Exercise brief. Copy exactly, and only, the lines from the line containing "Objective — a point for each instance of the suit lapel" through the last line of the records below, both included, and leave out any pictures.
Start
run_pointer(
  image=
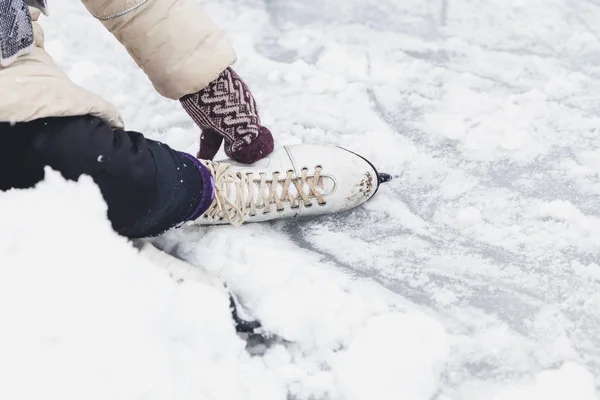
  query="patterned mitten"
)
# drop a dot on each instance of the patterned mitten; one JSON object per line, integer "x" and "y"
{"x": 226, "y": 110}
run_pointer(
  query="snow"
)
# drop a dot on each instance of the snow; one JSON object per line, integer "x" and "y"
{"x": 473, "y": 275}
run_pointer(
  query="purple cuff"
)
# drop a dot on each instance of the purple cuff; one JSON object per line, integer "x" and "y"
{"x": 208, "y": 187}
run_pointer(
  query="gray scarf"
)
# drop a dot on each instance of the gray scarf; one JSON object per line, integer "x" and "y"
{"x": 16, "y": 31}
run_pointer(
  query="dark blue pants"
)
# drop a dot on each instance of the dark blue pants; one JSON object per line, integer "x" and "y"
{"x": 149, "y": 188}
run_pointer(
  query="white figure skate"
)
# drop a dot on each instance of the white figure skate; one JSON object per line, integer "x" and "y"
{"x": 293, "y": 181}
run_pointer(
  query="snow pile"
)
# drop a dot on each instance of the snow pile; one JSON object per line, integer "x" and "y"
{"x": 571, "y": 381}
{"x": 84, "y": 315}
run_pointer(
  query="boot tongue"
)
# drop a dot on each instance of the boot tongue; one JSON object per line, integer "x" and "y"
{"x": 326, "y": 186}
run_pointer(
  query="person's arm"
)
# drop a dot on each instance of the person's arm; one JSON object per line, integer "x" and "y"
{"x": 175, "y": 42}
{"x": 187, "y": 57}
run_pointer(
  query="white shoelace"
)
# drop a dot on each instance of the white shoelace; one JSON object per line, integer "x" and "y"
{"x": 258, "y": 193}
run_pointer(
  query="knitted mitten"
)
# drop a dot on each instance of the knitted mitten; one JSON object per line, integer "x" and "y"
{"x": 226, "y": 110}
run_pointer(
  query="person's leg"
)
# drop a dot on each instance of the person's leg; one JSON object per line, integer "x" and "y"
{"x": 149, "y": 188}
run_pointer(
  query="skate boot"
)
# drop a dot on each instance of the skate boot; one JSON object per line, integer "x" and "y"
{"x": 292, "y": 182}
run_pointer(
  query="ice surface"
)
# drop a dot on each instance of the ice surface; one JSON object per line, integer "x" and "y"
{"x": 487, "y": 243}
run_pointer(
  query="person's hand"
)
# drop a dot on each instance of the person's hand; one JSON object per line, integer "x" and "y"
{"x": 226, "y": 111}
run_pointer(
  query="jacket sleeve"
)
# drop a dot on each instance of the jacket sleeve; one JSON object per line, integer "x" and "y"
{"x": 175, "y": 42}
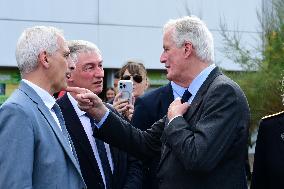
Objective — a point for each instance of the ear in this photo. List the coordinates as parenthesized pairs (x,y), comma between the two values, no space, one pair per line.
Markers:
(188,48)
(43,59)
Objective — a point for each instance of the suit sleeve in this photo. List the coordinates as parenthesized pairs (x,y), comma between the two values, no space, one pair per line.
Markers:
(201,146)
(117,132)
(134,173)
(16,144)
(142,115)
(259,175)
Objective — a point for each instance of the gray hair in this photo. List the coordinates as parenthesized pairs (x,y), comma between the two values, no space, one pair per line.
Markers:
(32,42)
(192,29)
(80,46)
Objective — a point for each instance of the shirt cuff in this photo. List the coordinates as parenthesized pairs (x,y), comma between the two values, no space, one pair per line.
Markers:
(99,125)
(174,118)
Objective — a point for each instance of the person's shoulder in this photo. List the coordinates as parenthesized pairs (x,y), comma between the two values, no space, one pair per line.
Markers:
(155,92)
(274,116)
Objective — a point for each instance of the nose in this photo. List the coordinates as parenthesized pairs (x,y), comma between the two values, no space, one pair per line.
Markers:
(163,58)
(99,73)
(71,64)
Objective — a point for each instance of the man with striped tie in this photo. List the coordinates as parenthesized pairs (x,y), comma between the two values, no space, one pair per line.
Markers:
(103,166)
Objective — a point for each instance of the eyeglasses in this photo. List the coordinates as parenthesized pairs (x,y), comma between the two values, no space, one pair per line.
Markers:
(137,78)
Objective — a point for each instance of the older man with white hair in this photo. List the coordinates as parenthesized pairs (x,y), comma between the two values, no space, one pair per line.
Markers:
(36,150)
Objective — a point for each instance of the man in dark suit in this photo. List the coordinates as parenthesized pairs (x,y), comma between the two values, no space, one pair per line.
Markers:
(36,151)
(202,142)
(89,73)
(268,167)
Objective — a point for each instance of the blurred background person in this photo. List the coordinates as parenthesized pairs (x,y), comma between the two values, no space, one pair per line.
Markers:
(268,167)
(110,94)
(137,73)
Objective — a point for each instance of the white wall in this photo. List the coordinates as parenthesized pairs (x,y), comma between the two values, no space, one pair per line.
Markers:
(124,29)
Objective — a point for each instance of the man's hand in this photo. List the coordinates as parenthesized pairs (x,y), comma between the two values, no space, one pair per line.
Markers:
(120,104)
(176,108)
(89,102)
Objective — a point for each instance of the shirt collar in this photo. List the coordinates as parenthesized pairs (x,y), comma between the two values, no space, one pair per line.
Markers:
(47,99)
(177,90)
(199,80)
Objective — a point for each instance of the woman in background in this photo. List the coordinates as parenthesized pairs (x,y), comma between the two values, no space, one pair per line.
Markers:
(137,73)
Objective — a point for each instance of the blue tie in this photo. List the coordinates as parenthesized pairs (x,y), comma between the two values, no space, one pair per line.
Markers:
(103,156)
(59,115)
(185,97)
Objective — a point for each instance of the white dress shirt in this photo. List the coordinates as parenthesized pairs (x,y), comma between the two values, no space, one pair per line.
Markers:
(85,121)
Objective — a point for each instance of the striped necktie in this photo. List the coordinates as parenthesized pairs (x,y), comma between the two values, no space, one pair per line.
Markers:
(103,157)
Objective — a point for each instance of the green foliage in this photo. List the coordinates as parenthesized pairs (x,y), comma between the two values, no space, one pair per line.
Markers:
(263,86)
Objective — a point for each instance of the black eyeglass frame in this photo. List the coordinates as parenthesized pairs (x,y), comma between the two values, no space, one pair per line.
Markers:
(136,77)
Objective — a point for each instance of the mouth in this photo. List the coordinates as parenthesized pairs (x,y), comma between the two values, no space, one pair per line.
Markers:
(98,82)
(68,75)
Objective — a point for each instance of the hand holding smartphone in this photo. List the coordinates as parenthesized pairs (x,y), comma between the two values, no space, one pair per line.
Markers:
(126,89)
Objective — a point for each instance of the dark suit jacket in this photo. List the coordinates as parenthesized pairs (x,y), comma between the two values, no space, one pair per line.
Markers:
(127,170)
(204,149)
(268,168)
(148,109)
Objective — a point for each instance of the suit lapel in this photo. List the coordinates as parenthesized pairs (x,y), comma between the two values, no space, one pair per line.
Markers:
(47,115)
(201,92)
(166,98)
(193,107)
(76,130)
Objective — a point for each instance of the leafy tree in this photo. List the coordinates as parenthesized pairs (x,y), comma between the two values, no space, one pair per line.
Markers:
(262,81)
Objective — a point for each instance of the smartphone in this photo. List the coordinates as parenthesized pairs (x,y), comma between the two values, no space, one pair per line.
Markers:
(126,89)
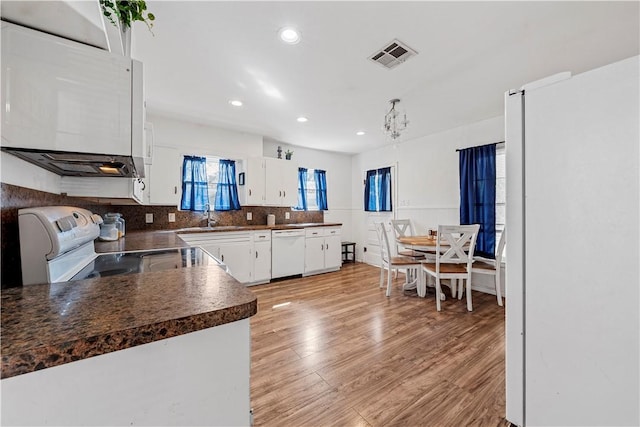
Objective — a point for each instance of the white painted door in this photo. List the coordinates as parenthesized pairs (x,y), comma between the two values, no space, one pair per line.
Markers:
(255,181)
(237,256)
(314,253)
(164,177)
(262,261)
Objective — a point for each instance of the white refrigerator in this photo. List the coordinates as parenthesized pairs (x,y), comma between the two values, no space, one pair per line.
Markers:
(573,197)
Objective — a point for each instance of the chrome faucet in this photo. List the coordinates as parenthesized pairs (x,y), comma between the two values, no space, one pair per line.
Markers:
(207,214)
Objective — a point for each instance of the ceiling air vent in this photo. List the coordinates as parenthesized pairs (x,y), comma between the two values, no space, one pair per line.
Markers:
(393,54)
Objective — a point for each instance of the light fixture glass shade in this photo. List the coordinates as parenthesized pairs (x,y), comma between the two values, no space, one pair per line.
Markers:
(394,122)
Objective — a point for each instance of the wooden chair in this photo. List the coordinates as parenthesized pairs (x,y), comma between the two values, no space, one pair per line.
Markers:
(390,262)
(453,261)
(492,267)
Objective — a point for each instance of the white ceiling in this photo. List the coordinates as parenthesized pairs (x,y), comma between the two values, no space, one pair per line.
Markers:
(205,53)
End
Full solution.
Objective — a point for each instance of the suit lapel in this photo. List the coordinates as parenthesized pairs (x,y), comma between the two values, no space, one pair per line.
Markers:
(47,115)
(201,92)
(166,98)
(193,107)
(76,130)
Objective — a point for each instance of the leafy tree in this photo. List the coordinates as parenthesized pairs (x,y), comma between the two values, no space, one pair per line.
Markers:
(262,81)
Objective — a point for each instance of the smartphone in this photo. List the coordinates as parenthesized pairs (x,y), comma between the two values, no space, one pair per line.
Markers:
(126,89)
Objective — a point for each instance of the white painted door in this photo. List the coordinates as parenthesized pairs (x,y), comma between the two values, no space, one pair per line.
Markers:
(255,181)
(237,256)
(314,253)
(164,177)
(262,261)
Objective — a point for each instance of the white refrigerator in this photo. List the coordinates as parenthesized pairs (x,y), comma between the two values, no space, one pair per line.
Markers:
(573,197)
Objective — a point for each instance of the chrome faucet in this photo. List the coordinates as parenthesized pairs (x,y), comma between the two values, no space, one pair per line.
Markers:
(207,214)
Objective — a point for each instance of the ceiling air vent in this photo. List the coordinates as parenthesized pairs (x,y), comma between the two values, no space, one pair per line.
Markers:
(393,54)
Objective — a point for each instance of the light fixture glass shade in this photo. List the coordinates as parenthesized pairs (x,y), comma between the two values, no space, one pair per line.
Markers:
(394,122)
Objective — a point for each instance of the wooden chair in this photo. List the coordinates as parenthesized pairs (x,y), comma between the two values, no space, one pair per line.
Markers:
(390,262)
(453,261)
(492,267)
Objective — a point for each instance of the white ceiling in this photo. List the coordinates as parenthesized pairs (x,y), comma between the two values, no space, one pair per line.
Markers:
(205,53)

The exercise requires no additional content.